Point labeling dataset excerpts
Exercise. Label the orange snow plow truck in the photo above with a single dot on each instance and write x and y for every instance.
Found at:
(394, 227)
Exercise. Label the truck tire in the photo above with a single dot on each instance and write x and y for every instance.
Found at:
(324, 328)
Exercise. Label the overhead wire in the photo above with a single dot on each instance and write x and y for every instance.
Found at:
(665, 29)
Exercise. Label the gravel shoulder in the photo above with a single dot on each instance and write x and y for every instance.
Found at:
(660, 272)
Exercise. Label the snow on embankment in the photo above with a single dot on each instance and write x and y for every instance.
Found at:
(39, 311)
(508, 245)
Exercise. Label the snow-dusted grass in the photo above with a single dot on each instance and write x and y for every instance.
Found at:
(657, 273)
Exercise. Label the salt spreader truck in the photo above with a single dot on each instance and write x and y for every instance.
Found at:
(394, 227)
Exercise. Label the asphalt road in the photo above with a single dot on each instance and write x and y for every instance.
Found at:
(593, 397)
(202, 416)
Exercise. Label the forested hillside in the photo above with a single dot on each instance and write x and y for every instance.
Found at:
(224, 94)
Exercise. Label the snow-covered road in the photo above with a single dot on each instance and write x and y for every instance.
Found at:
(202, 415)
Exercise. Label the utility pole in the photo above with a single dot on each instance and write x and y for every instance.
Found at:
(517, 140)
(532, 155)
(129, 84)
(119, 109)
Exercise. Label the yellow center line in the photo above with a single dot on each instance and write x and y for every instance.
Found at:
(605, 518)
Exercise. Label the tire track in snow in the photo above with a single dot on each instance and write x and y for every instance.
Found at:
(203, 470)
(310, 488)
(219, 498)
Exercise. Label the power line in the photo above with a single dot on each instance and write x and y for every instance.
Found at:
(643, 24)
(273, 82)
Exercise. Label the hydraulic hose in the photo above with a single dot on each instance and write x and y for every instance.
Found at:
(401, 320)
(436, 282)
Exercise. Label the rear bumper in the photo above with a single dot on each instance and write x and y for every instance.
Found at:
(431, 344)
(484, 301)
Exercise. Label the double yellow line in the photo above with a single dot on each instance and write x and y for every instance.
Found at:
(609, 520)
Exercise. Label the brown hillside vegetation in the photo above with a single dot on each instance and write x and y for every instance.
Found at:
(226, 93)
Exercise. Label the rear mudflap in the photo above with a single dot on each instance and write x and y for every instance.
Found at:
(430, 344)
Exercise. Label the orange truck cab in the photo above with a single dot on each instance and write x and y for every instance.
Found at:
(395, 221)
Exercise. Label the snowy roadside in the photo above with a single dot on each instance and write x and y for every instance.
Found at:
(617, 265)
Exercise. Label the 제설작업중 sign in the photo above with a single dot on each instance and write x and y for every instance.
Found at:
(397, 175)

**EXERCISE:**
Return, word for word, every line from the line with "Exercise. Label the asphalt" to the final line of the data.

**FINAL RESULT:**
Exercise. Label the asphalt road in the photo above with a single dot on each instance and write x and y for every instance.
Found at:
(593, 397)
(202, 416)
Exercise. Label the forested hillside in the photo above with a single dot on each instance and write x and y for every instance.
Found at:
(224, 94)
Exercise. Label the snow-covered road in the photo above with a single dot on each instance and write x and y for every instance.
Found at:
(202, 415)
Exercise. Label the utility pole in the photo above with a single dot on each instance and write x and y for every instance.
Found at:
(517, 140)
(532, 155)
(129, 84)
(119, 109)
Exercise. Label the yellow center line in the photo above with a single dot on each instance and write x and y for every instance.
Found at:
(605, 518)
Exercise. Label the tire track in snow in the photo above with a single dot on each instance and write x and y for every instance.
Found at:
(203, 470)
(310, 488)
(219, 498)
Exercise. Label the power line in the photo above with a single dot on each instance and write x and y for every instance.
Found at:
(643, 24)
(273, 82)
Exercise. Label the hydraulic hose in the photo above with a single dot on each instance and write x and y for every instance.
Found at:
(401, 320)
(436, 282)
Exercise. Label the rear bumper in the photo above with a single dot on each instance and write x and y for every instance.
Found at:
(431, 344)
(484, 301)
Exercise. Label the double yellow line in the photo above with a single dot on each instance and write x and y for every instance.
Found at:
(609, 520)
Exercise. Label the brown hillside vegetation in the photo above with a single dot on each instance and write x and y for every instance.
Found at:
(226, 93)
Exercise. Label the rear mudflap in the photo above with a single dot on each instance and write x and y for every instance.
Found at:
(430, 344)
Exercise. Label the orange truck cab in the photo above with a single dot on each instance and write x and y for every instance.
Found at:
(395, 221)
Exercise. Label the snowy roadside in the photo above with a single dot on each instance and write x and y for every instance.
Found at:
(617, 265)
Exercise. Label the 제설작업중 sign in the photo above with a single dot on each instance and write x and y for every instance.
Found at:
(397, 175)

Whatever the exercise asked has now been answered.